◆ EXERCISE MATERIALS
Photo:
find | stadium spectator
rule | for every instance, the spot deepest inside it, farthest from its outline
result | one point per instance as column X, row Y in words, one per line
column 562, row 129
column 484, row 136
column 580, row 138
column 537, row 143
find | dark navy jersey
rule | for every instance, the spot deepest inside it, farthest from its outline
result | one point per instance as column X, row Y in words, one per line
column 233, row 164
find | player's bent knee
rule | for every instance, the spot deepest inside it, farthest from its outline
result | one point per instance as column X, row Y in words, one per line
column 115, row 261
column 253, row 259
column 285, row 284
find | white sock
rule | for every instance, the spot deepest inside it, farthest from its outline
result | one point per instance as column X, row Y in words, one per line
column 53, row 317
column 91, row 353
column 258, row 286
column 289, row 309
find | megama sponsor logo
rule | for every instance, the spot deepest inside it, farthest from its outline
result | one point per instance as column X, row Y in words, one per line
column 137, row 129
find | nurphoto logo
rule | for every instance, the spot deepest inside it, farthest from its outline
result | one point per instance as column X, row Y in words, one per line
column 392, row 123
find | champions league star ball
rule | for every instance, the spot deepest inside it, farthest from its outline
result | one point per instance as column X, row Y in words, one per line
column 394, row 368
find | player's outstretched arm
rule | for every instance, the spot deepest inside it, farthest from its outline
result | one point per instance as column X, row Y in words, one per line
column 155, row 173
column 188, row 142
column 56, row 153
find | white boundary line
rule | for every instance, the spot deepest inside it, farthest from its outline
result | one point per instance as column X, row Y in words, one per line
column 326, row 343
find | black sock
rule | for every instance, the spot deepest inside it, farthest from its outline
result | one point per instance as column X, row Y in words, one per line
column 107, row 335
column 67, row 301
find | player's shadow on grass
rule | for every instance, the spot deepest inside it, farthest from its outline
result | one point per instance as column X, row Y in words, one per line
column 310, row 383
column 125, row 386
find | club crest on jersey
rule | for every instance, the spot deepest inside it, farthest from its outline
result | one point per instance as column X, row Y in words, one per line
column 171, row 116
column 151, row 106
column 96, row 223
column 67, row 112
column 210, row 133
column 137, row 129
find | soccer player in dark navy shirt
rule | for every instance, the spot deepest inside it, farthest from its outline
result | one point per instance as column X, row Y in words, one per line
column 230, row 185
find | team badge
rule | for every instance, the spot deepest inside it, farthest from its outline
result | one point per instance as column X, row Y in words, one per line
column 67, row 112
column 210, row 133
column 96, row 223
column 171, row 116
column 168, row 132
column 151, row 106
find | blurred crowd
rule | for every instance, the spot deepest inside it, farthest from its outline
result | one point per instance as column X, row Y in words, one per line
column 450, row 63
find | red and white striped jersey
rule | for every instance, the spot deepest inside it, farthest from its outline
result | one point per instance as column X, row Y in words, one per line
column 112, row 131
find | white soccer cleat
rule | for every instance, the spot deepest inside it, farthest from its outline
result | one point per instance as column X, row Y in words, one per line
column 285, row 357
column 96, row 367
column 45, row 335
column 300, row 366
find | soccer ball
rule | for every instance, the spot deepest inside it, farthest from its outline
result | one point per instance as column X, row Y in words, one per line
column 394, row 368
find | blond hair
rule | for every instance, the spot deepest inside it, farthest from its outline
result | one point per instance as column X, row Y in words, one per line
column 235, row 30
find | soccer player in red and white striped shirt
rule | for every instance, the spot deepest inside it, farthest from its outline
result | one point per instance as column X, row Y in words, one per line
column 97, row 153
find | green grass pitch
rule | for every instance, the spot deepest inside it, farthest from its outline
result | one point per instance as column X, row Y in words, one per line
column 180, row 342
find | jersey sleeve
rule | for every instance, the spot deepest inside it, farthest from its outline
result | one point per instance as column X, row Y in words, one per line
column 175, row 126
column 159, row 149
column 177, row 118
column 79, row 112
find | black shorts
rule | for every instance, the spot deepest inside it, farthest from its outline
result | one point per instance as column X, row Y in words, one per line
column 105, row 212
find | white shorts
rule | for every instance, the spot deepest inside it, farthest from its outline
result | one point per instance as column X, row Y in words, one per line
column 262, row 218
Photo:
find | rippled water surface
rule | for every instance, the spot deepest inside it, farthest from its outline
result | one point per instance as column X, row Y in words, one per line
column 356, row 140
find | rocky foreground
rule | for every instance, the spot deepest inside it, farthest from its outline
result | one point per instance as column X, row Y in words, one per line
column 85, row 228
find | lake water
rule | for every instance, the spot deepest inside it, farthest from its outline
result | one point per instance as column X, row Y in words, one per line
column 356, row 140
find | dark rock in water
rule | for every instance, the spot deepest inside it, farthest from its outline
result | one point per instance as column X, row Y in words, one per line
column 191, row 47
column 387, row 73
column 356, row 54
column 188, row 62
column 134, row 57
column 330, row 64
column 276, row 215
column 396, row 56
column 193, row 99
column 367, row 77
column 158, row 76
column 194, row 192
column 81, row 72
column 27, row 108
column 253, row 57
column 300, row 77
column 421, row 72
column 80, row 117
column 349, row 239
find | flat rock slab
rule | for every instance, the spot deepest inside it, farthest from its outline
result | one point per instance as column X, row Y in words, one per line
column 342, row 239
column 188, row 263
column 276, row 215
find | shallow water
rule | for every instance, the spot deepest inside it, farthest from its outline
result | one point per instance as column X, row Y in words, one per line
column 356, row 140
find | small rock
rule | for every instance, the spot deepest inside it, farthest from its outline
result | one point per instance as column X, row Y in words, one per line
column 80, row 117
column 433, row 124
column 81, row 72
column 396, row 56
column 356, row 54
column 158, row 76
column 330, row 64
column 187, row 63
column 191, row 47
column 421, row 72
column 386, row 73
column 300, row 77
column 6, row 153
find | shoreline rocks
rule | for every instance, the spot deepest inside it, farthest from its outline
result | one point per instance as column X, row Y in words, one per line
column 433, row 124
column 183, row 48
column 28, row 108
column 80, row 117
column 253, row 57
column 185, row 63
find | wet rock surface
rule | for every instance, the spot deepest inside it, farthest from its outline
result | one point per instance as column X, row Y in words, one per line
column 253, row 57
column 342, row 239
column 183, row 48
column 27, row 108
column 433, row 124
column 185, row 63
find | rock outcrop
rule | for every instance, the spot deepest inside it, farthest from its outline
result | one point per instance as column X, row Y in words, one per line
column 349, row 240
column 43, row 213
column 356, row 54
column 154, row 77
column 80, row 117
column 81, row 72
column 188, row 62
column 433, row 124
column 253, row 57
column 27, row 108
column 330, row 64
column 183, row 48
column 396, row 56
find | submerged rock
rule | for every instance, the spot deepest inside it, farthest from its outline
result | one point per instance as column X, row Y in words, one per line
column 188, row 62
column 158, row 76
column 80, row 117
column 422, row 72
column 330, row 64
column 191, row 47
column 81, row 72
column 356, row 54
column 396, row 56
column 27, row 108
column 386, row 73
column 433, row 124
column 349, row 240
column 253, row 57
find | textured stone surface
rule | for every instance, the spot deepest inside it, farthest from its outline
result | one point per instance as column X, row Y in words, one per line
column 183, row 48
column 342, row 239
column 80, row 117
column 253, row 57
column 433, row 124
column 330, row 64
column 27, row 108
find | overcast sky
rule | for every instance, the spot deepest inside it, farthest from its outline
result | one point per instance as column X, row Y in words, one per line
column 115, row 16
--
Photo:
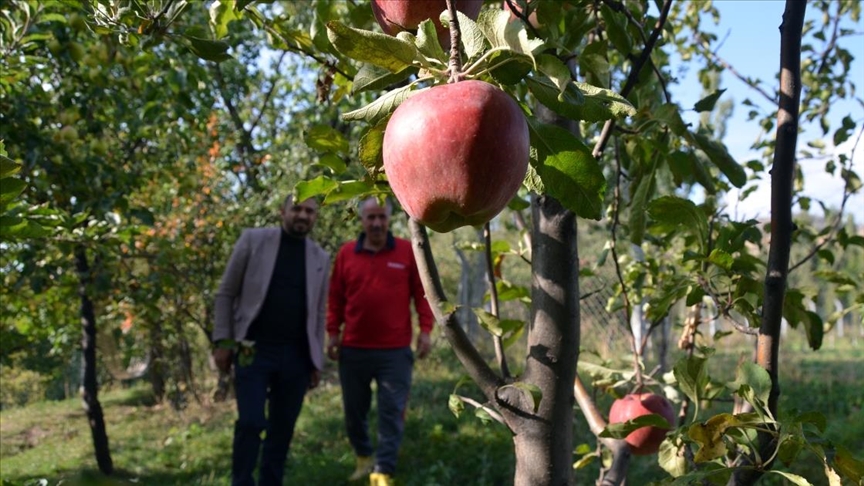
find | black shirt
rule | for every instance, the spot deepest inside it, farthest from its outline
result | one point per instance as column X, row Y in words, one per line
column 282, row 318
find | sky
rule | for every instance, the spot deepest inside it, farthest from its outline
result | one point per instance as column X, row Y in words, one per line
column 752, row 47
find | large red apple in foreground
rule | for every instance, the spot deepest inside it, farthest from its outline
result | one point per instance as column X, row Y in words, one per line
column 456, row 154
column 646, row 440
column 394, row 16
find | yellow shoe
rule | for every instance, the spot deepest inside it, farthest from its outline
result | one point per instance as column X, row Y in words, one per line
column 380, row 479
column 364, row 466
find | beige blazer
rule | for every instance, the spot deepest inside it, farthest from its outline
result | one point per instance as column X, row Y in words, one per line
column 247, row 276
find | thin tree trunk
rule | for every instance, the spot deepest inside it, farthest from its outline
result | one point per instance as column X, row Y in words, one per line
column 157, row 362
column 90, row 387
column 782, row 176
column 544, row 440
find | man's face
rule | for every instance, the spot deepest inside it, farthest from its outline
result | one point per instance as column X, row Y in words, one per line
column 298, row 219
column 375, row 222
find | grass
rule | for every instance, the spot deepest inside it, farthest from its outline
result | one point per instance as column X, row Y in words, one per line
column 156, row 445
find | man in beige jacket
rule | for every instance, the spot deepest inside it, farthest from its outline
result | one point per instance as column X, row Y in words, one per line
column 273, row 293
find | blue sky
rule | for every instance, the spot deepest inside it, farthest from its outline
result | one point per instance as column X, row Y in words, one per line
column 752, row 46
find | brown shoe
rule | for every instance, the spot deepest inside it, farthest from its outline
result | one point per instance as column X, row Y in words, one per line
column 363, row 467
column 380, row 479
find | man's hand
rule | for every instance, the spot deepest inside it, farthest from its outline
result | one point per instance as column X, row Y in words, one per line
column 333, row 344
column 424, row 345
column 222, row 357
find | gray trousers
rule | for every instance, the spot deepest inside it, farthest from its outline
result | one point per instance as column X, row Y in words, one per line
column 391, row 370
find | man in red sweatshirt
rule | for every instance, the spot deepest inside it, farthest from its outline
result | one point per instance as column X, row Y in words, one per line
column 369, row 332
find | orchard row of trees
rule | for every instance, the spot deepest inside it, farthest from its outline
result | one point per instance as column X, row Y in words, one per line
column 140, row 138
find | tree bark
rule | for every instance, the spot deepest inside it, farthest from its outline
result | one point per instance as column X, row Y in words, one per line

◆ WHAT THE EXERCISE ASKS
Copy, word for word, the stretch of the records above from the line containing "find | yellow shoe" through the line containing "column 247, row 276". Include both of those lines.

◆ SOLUTION FOR THIS TASK
find | yellow shoe
rule | for every instance, the spot deepest inside it, farthest from its outline
result | one point per instance as column X, row Y in words, one per line
column 380, row 479
column 364, row 466
find | beige blazer
rule | for every instance, the spot deepest inside it, farthest from its outline
result | one point per instance as column X, row Y in words, one per line
column 247, row 276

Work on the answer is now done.